> _Given problem_: Reproduce the line that holds "A single point marks each instance of the man" together with all the lines after it up to the end of the entries.

++++ Source data ++++

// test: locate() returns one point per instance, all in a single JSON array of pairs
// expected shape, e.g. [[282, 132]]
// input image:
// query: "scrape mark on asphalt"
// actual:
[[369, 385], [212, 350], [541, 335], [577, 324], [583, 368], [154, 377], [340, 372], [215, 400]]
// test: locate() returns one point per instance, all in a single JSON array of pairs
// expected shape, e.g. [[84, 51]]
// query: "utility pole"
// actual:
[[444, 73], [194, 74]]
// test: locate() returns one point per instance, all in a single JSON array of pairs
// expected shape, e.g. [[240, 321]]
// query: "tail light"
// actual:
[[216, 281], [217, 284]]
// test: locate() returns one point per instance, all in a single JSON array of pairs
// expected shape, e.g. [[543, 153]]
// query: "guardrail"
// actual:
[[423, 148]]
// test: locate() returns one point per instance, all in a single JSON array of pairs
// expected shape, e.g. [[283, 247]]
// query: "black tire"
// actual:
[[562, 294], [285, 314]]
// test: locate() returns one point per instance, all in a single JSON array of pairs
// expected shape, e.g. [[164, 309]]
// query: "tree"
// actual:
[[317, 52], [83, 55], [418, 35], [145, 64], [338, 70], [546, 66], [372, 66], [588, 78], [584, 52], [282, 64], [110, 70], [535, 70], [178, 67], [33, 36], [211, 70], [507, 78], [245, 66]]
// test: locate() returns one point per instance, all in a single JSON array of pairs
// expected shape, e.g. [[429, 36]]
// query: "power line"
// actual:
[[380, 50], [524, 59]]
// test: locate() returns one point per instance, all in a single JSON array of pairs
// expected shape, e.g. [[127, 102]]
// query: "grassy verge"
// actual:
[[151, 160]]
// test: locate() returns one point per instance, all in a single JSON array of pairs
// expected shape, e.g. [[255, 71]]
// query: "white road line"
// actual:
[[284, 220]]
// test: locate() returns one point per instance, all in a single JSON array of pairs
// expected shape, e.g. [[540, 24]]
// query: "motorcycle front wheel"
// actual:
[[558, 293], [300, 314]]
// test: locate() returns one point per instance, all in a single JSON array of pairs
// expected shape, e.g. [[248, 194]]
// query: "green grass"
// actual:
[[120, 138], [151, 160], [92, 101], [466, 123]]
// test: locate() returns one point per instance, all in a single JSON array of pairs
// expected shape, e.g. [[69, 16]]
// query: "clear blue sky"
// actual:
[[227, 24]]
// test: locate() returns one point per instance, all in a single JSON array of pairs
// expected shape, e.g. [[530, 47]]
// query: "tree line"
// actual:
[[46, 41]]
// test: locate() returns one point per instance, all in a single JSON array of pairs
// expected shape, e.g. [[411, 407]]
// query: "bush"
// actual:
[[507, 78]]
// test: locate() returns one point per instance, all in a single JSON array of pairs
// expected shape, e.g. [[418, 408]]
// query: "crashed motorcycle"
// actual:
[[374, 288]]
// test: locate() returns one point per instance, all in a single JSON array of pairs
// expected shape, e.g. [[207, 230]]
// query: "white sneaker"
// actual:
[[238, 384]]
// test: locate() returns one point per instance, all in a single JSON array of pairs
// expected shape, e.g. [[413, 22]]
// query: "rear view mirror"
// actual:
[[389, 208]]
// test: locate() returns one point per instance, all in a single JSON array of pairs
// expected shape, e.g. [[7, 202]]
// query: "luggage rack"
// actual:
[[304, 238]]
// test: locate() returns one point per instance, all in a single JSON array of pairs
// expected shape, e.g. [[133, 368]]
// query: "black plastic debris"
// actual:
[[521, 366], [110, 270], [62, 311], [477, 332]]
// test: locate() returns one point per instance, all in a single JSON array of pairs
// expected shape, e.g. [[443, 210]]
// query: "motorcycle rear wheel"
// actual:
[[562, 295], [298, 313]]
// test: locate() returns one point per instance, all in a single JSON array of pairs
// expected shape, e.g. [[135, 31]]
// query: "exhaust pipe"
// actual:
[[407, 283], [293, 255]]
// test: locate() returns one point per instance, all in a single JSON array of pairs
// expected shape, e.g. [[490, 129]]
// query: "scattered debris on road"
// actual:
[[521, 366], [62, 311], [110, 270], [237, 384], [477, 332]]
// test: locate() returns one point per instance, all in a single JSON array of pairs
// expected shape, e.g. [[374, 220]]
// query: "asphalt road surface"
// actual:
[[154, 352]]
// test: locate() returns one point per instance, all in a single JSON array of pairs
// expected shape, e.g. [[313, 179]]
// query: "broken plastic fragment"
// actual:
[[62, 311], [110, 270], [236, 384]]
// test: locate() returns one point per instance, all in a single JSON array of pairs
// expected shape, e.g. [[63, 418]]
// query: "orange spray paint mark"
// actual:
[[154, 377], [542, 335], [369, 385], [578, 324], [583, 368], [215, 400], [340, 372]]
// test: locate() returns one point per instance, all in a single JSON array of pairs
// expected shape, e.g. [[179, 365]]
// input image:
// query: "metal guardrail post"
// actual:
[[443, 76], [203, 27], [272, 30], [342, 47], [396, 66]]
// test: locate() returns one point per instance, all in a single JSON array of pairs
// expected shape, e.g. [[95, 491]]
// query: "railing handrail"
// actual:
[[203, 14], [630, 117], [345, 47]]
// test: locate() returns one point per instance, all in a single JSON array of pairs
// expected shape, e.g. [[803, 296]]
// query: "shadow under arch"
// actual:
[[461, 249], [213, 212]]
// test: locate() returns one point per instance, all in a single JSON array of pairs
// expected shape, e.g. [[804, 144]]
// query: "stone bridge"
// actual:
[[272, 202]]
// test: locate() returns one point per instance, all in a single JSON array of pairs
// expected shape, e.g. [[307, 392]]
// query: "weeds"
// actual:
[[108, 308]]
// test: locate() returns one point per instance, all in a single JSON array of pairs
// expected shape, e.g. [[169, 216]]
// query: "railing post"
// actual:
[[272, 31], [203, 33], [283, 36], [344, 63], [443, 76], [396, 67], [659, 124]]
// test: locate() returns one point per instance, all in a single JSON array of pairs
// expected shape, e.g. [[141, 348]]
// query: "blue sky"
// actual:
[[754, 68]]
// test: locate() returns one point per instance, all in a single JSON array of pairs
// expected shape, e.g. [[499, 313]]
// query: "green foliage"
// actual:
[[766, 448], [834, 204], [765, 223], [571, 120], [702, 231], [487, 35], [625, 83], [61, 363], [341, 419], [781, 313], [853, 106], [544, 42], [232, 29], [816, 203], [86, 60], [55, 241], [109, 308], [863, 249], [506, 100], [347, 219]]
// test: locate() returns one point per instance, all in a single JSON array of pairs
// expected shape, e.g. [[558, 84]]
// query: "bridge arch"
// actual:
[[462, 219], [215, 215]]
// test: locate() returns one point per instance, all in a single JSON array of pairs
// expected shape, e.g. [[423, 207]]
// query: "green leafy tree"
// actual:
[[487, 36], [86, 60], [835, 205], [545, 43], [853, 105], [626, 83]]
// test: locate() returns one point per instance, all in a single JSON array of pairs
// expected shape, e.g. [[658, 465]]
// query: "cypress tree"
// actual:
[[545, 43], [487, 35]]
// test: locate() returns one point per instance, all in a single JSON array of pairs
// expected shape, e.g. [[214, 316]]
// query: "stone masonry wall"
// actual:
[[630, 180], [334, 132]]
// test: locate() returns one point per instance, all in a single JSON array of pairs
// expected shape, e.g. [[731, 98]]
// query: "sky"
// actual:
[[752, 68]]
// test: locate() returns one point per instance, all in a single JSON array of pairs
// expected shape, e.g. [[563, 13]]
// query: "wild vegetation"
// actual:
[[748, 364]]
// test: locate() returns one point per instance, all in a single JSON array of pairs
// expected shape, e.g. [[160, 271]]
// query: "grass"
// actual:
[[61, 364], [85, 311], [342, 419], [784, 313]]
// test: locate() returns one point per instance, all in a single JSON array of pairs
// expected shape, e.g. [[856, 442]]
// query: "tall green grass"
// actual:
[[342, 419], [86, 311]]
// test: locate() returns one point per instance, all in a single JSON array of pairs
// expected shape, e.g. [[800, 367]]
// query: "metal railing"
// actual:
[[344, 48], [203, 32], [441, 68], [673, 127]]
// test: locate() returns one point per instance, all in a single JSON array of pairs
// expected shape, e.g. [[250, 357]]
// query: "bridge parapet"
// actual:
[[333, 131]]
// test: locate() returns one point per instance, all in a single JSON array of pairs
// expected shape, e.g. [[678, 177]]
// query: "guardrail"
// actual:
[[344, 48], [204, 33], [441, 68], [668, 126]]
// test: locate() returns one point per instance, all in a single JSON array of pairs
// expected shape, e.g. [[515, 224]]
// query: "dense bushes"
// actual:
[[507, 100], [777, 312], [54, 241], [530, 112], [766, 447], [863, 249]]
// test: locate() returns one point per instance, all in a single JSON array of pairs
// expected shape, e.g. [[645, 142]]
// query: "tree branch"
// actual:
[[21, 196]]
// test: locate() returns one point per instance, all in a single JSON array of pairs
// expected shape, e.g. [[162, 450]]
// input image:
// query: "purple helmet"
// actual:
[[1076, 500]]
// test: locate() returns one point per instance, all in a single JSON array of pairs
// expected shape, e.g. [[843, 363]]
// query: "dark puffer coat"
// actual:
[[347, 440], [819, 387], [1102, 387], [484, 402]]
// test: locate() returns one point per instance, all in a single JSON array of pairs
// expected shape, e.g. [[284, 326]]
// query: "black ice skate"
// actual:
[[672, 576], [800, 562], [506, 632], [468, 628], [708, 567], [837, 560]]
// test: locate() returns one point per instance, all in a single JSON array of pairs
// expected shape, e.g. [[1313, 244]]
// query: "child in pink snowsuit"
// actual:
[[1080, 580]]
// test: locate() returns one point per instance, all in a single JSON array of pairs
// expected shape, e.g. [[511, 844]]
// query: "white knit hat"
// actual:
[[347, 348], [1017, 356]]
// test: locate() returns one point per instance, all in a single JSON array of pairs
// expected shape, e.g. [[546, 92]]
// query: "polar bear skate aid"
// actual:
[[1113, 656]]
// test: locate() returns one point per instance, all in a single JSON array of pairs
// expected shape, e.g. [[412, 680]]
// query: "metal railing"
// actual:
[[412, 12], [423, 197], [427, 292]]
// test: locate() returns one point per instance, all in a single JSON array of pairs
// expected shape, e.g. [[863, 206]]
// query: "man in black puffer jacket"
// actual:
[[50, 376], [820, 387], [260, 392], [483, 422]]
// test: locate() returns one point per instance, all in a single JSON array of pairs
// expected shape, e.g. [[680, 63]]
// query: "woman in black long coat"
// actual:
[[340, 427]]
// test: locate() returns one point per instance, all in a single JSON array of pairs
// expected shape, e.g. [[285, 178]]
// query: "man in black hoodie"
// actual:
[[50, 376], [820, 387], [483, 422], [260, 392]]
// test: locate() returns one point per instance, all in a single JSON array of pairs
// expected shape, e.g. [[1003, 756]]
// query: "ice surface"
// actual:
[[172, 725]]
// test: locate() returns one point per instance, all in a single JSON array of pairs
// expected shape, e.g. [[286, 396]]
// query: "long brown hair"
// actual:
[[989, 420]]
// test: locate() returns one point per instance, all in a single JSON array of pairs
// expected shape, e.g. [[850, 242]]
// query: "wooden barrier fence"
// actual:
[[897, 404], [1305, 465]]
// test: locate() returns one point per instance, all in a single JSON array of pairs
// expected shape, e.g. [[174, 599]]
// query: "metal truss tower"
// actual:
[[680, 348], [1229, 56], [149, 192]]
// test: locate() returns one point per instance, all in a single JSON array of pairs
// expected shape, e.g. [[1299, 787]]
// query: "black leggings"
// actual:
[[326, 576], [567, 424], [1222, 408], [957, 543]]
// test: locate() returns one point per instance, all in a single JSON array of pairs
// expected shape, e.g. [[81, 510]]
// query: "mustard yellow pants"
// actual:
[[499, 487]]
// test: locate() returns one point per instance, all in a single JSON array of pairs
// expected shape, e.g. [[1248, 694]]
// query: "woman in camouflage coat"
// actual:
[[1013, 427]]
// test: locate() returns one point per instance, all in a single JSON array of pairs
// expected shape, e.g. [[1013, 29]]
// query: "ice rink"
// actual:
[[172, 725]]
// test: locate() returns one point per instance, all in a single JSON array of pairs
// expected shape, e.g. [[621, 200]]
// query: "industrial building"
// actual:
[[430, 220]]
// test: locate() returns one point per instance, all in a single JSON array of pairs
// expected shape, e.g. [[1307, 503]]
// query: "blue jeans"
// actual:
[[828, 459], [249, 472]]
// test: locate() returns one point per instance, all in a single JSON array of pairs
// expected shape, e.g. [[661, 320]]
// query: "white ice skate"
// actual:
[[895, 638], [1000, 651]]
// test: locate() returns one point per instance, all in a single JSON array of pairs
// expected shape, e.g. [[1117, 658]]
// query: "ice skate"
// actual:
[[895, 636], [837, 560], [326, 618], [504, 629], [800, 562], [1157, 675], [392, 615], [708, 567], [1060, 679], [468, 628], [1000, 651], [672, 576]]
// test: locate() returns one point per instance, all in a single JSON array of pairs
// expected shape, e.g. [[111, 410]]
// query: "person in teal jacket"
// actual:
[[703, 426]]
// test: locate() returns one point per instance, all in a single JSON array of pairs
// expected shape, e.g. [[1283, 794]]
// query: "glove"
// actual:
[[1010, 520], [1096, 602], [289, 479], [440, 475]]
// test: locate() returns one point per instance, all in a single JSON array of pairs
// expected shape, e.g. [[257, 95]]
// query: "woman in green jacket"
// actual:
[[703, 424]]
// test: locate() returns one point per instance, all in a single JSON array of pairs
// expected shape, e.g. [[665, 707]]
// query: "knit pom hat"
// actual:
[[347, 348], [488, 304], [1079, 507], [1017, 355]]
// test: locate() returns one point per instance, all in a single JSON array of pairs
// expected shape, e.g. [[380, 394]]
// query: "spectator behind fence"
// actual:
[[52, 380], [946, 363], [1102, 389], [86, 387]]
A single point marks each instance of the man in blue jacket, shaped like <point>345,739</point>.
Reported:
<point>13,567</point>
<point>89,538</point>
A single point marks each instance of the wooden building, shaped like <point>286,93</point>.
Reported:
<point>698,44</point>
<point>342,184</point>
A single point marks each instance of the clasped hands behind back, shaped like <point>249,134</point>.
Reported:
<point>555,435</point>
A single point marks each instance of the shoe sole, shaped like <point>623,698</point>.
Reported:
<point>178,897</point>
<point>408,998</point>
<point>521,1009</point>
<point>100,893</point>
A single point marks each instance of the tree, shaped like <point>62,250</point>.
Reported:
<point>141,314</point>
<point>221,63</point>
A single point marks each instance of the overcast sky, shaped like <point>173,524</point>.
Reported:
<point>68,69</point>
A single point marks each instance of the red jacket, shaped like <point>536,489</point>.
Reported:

++++

> _Final answer_:
A single point marks each instance of the man in blue jacket, shaped like <point>345,739</point>.
Reported:
<point>13,567</point>
<point>89,538</point>
A single point marks each instance of the wooden building, shaped like <point>286,93</point>.
Reported:
<point>698,44</point>
<point>342,184</point>
A single point marks each instance of the clasped hands behind back, shaped like <point>249,134</point>.
Reported:
<point>555,435</point>
A single point marks each instance of the shoe sole, shaped like <point>623,698</point>.
Reported:
<point>178,897</point>
<point>408,998</point>
<point>521,1009</point>
<point>100,893</point>
A single point marks each instance of the tree, shaped like <point>62,250</point>.
Reported:
<point>141,314</point>
<point>221,63</point>
A single point marks each instance of the overcast sky, shaped like <point>173,524</point>.
Reported:
<point>68,69</point>
A single point marks each instance of the red jacket, shaped like <point>536,489</point>.
Reported:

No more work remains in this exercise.